ПРОВЕРЬТЕ ПОНИМАНИЕ:
- a) Отредактируйте фрагмент текста о политическом спектре от слов «И вот, например, является» до слов «анархистов достаточно сложно.» включительно: замените «консерваторов» на «либералов» и приведите этот фрагмент полностью.
- b) Какой называют Республиканскую партию в Америке, согласно тексту о политическом спектре?

ТЕКСТ ДЛЯ УПРАЖНЕНИЯ:
Далее я не буду выступать ни с похвалой, ни с критикой анархизма. Дело же даже не в этом. Я лучше буду говорить о том, что я лучше знаю. А вот что такое определенное структурирование политического спектра, что такое правые и левые я в некотором смысле понимаю с точки зрения нашей современной политологии. Здесь конечно есть определенные противоречия между тем, что это традиционно, то есть, что это по-европейски, или, может быть даже точнее, по-западноевропейски, по-классически, что это по-американски, что уже немножко не так, как по-европейски, и что это в России, где, в общем-то, это все как-то так достаточно неопределенно складывалось и не очень понятно. Я пожалуй сразу из этого политического спектра выделю и отброшу крайности и буду говорить о респектабельном политическом спектре. Потому что крайности справа, некий вождь-царь, который пытается загнать все общество в казармы, и крайность слева, некоторый вождь-комиссар, который, по сути дела, тоже пытается загнать все общества в казармы, на мой взгляд, отличаются друг от друга достаточно мало. И какими бы принципами они изначально ни руководствовались, а пытаются они загнать, по сути дела, в ту же самую казарму. Мало того, структуры, которые возникали как интернационалистские по сути дела через какое-то время практиковали крайний национализм.

И вот, например, является ли сегодня КПРФ партией левой или не левой с точки зрения классики не очень понятно. Потому что левые партии обычно декларировали интернационализм. Есть и другие причины. Поэтому я буду говорить о другом, о респектабельном политическом спектре, который в Европе начинается справа от консерваторов или христианских демократов и заканчивается некими социалистами, которые еще не коммунисты, а иногда даже евро-коммунисты. В этом смысле, я думаю, говорить о месте в этом схематичном политическом спектре для анархистов достаточно сложно.

А вот о либералах сказать можно. Но либералы безусловно центристы. Потому что а кто же они еще?! Они безусловно определенный вид центристов и, может быть, даже самые классические центристы. Что касается основных принципов либералов в Европе - это экономическая свобода, максимум экономической свободы, разделение собственности и власти. По возможности, чтобы власть не вмешивалась в вопросы собственности. Это интернационализм. Но либералы есть либералы и, конечно, прежде всего личная свобода и безусловно свобода совести.

Что касается консерваторов, то здесь вот как раз государственное воздействие на экономику вполне приемлемо как и у социалистов. Только может быть в меньшей степени. Элементы национализма в большей или меньшей степени консерваторам свойственны. Здесь семейные ценности, которые противопоставляются, порой, личной свободе. Здесь верность определенным религиозным традициям. Как раз верность традиционным религиям, а не свобода совести. Ну, и некая такая позиция солидаризма, патернализма над обществом, которое в общем-то свойственно и социалистам. Вот примерно разница. И в Западной Европе это достаточно четко действует. А уж если мы перейдем к Америке, то там немножко иная ситуация, потому что там Республиканскую партию называют консервативной. Она с точки зрения элементов национализма, семейных ценностей, религиозности, может быть, да! Но с точки зрения экономики она как раз отстаивает экономическую свободу куда в большей степени, чем демократическая. А Демократическая партия – скорее сторонница личной свободы. Но вот что касается экономики, то она имеет определенный социал-демократический уклон. И в этом смысле американские понятия не тождественны европейским. Здесь начинается некоторая путаница.

ИСХОДНЫЙ МАТЕРИАЛ:

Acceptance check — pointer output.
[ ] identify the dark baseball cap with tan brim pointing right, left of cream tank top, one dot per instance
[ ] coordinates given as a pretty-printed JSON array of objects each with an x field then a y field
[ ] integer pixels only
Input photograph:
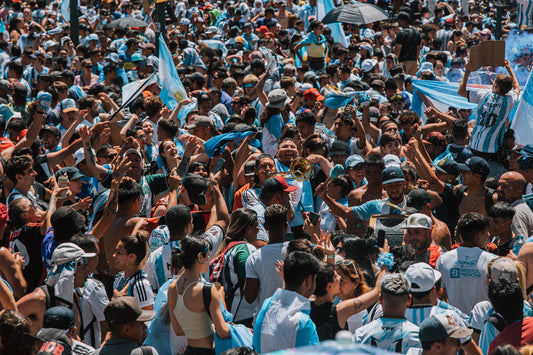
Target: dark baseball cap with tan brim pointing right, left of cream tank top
[{"x": 126, "y": 309}]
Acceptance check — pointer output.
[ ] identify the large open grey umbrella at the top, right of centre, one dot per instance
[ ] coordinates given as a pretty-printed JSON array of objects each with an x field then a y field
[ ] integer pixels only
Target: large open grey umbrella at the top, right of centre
[{"x": 358, "y": 13}]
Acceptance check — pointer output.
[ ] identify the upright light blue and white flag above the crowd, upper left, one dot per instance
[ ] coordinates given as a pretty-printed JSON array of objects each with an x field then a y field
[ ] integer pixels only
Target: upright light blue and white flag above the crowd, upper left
[{"x": 172, "y": 90}]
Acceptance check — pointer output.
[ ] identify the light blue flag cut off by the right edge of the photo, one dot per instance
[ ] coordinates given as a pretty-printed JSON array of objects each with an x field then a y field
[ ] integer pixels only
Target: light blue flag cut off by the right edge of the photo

ОТВЕТЫ ПО ПОРЯДКУ:
- a)
И вот, например, является ли сегодня КПРФ партией левой или не левой с точки зрения классики не очень понятно. Потому что левые партии обычно декларировали интернационализм. Есть и другие причины. Поэтому я буду говорить о другом, о респектабельном политическом спектре, который в Европе начинается справа от либералов или христианских демократов и заканчивается некими социалистами, которые еще не коммунисты, а иногда даже евро-коммунисты. В этом смысле, я думаю, говорить о месте в этом схематичном политическом спектре для анархистов достаточно сложно.

- b) Её называют консервативной.